===== MATERIAL PROVIDED =====

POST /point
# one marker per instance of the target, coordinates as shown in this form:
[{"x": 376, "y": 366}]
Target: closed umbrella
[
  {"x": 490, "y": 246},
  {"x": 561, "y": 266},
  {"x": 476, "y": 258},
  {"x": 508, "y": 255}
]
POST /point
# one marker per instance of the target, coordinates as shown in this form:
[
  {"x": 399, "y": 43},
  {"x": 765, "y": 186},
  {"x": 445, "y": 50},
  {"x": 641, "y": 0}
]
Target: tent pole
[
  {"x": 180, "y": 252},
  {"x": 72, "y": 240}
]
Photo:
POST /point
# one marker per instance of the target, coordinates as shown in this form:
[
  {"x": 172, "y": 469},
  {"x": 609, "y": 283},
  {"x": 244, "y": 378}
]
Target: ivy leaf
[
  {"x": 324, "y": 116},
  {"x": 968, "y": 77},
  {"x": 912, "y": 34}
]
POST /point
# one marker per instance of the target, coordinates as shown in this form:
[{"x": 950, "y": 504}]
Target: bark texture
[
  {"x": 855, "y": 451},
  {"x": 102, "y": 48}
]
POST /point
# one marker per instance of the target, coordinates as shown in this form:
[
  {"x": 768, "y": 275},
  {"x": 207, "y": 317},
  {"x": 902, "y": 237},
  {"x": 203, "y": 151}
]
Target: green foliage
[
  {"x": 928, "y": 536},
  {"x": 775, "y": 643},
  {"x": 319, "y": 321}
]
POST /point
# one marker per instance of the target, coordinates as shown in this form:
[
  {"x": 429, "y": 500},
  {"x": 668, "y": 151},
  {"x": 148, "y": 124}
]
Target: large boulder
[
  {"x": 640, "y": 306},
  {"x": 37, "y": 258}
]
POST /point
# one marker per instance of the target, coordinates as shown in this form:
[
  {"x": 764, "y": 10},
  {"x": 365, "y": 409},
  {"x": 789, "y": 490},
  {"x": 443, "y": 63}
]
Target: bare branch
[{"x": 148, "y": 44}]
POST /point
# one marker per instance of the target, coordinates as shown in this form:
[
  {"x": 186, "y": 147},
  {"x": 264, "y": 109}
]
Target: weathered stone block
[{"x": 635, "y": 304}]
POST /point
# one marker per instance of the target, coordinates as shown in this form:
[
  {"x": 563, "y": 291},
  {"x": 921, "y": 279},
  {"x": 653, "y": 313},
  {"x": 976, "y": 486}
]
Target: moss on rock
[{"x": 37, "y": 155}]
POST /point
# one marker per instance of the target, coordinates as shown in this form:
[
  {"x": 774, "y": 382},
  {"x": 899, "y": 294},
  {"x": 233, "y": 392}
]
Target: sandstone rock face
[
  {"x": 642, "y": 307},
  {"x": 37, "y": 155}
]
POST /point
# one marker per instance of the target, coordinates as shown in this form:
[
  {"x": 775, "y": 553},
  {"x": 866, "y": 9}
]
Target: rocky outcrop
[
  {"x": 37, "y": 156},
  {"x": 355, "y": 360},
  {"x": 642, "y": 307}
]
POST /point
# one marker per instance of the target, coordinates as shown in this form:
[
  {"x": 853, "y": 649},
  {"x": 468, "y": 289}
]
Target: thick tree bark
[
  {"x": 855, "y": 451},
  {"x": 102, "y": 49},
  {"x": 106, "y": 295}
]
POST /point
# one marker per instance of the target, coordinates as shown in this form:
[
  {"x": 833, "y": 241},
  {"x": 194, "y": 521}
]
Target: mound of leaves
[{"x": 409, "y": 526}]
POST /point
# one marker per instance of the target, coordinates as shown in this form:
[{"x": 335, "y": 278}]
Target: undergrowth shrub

=====

▸ **EXERCISE**
Repeat every record above precisely.

▸ **ANSWER AREA**
POST /point
# one marker per instance of the target, coordinates as shown in this form:
[{"x": 376, "y": 366}]
Target: closed umbrella
[
  {"x": 490, "y": 246},
  {"x": 561, "y": 266},
  {"x": 476, "y": 258},
  {"x": 508, "y": 255}
]
POST /point
# one marker per instance of the target, coordinates as shown in this form:
[
  {"x": 399, "y": 43},
  {"x": 765, "y": 186},
  {"x": 445, "y": 50},
  {"x": 641, "y": 0}
]
Target: tent pole
[
  {"x": 180, "y": 252},
  {"x": 72, "y": 240}
]
Photo:
POST /point
# one marker per instance of the target, coordinates as shown in this form:
[
  {"x": 172, "y": 469},
  {"x": 609, "y": 283},
  {"x": 244, "y": 378}
]
Target: ivy leaf
[
  {"x": 324, "y": 116},
  {"x": 968, "y": 77},
  {"x": 912, "y": 34}
]
POST /point
# one marker per instance of the target, coordinates as shown in this form:
[{"x": 950, "y": 504}]
Target: bark texture
[
  {"x": 855, "y": 451},
  {"x": 102, "y": 48}
]
POST /point
# one marker per instance of the target, coordinates as shown in this form:
[
  {"x": 768, "y": 275},
  {"x": 207, "y": 317},
  {"x": 902, "y": 237},
  {"x": 203, "y": 151}
]
Target: green foliage
[
  {"x": 928, "y": 536},
  {"x": 775, "y": 643},
  {"x": 319, "y": 321}
]
POST /point
# one marker per instance of the target, coordinates as shown in this form:
[
  {"x": 429, "y": 500},
  {"x": 668, "y": 151},
  {"x": 148, "y": 124}
]
Target: large boulder
[
  {"x": 640, "y": 306},
  {"x": 37, "y": 258}
]
POST /point
# one marker per instance of the target, coordinates as shown in this form:
[
  {"x": 764, "y": 10},
  {"x": 365, "y": 409},
  {"x": 789, "y": 490},
  {"x": 443, "y": 63}
]
Target: bare branch
[{"x": 148, "y": 44}]
POST /point
# one marker per instance of the target, coordinates as shown in this form:
[
  {"x": 186, "y": 147},
  {"x": 264, "y": 109}
]
Target: weathered stone block
[{"x": 635, "y": 304}]
POST /point
# one marker per instance of the target, coordinates as shown in this form:
[
  {"x": 563, "y": 291},
  {"x": 921, "y": 279},
  {"x": 653, "y": 313},
  {"x": 976, "y": 486}
]
Target: moss on rock
[{"x": 37, "y": 155}]
POST /point
# one marker per instance of the target, coordinates as shown in this form:
[
  {"x": 774, "y": 382},
  {"x": 899, "y": 294},
  {"x": 233, "y": 392}
]
Target: sandstone rock face
[
  {"x": 642, "y": 307},
  {"x": 37, "y": 155}
]
POST /point
# one marker per instance of the target, coordinates as shown in this form:
[
  {"x": 775, "y": 553},
  {"x": 866, "y": 9}
]
Target: rocky outcrop
[
  {"x": 37, "y": 156},
  {"x": 355, "y": 360},
  {"x": 642, "y": 307}
]
POST /point
# one marker per instance of the target, coordinates as shown in this form:
[
  {"x": 853, "y": 649},
  {"x": 468, "y": 289}
]
Target: thick tree bark
[
  {"x": 855, "y": 451},
  {"x": 102, "y": 49},
  {"x": 106, "y": 295}
]
POST /point
# one marker per instance of the target, coordinates as shown in this form:
[
  {"x": 833, "y": 241},
  {"x": 194, "y": 521}
]
Target: mound of leaves
[{"x": 409, "y": 526}]
POST /point
# one marker per instance of the target, coordinates as shown in this form:
[{"x": 335, "y": 278}]
Target: undergrowth shrub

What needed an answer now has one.